• **Exercise material**

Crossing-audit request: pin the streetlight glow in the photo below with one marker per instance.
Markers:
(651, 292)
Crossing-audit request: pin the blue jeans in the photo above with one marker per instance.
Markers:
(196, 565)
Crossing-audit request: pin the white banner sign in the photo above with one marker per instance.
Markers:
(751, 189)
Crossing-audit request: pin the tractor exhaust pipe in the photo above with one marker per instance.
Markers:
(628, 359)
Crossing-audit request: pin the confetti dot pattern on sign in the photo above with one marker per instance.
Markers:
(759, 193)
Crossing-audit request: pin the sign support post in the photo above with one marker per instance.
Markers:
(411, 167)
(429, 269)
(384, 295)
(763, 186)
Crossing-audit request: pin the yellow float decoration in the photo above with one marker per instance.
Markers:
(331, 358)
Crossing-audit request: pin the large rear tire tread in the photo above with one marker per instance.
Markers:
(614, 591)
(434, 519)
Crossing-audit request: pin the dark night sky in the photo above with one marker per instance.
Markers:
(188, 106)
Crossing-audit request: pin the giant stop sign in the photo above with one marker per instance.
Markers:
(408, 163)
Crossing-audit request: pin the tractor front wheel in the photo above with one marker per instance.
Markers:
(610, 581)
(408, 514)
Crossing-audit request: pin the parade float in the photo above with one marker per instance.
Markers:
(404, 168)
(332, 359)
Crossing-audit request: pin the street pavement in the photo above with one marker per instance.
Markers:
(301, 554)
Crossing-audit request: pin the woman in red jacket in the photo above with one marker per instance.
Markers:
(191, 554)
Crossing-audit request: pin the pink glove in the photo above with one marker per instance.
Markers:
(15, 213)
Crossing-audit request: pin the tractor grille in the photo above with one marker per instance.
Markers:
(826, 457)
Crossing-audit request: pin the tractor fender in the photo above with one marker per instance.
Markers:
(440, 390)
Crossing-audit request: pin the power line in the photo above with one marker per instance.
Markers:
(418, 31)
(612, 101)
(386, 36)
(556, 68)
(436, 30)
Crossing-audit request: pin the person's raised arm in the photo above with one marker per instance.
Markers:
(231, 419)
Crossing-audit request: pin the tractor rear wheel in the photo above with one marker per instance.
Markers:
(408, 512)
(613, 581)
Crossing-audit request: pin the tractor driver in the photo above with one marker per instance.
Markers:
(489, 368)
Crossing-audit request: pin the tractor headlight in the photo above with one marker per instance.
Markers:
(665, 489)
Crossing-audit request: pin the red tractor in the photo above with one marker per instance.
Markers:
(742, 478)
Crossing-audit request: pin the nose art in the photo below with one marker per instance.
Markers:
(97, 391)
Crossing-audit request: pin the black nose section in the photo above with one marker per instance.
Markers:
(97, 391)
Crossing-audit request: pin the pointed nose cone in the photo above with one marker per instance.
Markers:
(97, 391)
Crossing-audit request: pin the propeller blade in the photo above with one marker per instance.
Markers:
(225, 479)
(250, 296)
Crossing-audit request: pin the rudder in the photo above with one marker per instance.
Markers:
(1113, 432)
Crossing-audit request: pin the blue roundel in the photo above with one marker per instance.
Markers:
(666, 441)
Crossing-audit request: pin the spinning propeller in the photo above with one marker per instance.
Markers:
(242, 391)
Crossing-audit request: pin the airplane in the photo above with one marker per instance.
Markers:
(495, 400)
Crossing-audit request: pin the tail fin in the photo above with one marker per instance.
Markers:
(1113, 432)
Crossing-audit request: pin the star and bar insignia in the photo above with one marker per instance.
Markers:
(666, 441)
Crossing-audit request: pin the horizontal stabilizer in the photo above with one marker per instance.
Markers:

• **Exercise objective**
Convert the part of the records above that opens with the line containing "Crossing-audit request: pin the red" and closes with the final line of the records into a Markdown table with the columns Number and Line. Give each line its own row with a running number, and leave out blank lines.

• **Solution below**
| Number | Line |
|---|---|
| 1 | Crossing-audit request: pin the red tractor in the photo above with one marker per instance. |
| 2 | Markers: |
| 3 | (742, 478) |
| 4 | Crossing-audit request: pin the nose art in the photo below with one marker per instance. |
| 5 | Markers: |
| 6 | (97, 391) |
| 7 | Crossing-audit request: pin the black nose section in the photo above with one marker per instance. |
| 8 | Markers: |
| 9 | (97, 391) |
| 10 | Crossing-audit request: pin the pointed nose cone in the photo above with one marker per instance. |
| 11 | Markers: |
| 12 | (97, 391) |
| 13 | Crossing-audit request: pin the propeller blade in the photo above with one marker per instance. |
| 14 | Markers: |
| 15 | (225, 479) |
| 16 | (250, 296) |
| 17 | Crossing-audit request: pin the rudder in the photo above with one marker per instance. |
| 18 | Markers: |
| 19 | (1113, 432) |
| 20 | Crossing-audit request: pin the blue roundel in the photo above with one marker per instance. |
| 21 | Markers: |
| 22 | (666, 441) |
| 23 | Crossing-audit request: pin the spinning propeller in the photo above with one marker per instance. |
| 24 | Markers: |
| 25 | (242, 391) |
| 26 | Crossing-audit request: pin the airplane in the photo above with one marker per instance. |
| 27 | Markers: |
| 28 | (495, 400) |
| 29 | Crossing-audit request: pin the tail fin in the photo above with one marker per instance. |
| 30 | Markers: |
| 31 | (1113, 432) |
| 32 | Crossing-audit request: pin the star and bar insignia in the photo above with one marker per instance. |
| 33 | Markers: |
| 34 | (666, 441) |
| 35 | Crossing-audit request: pin the horizontal stabilizer in the photo above with one marker per instance. |
| 36 | Markers: |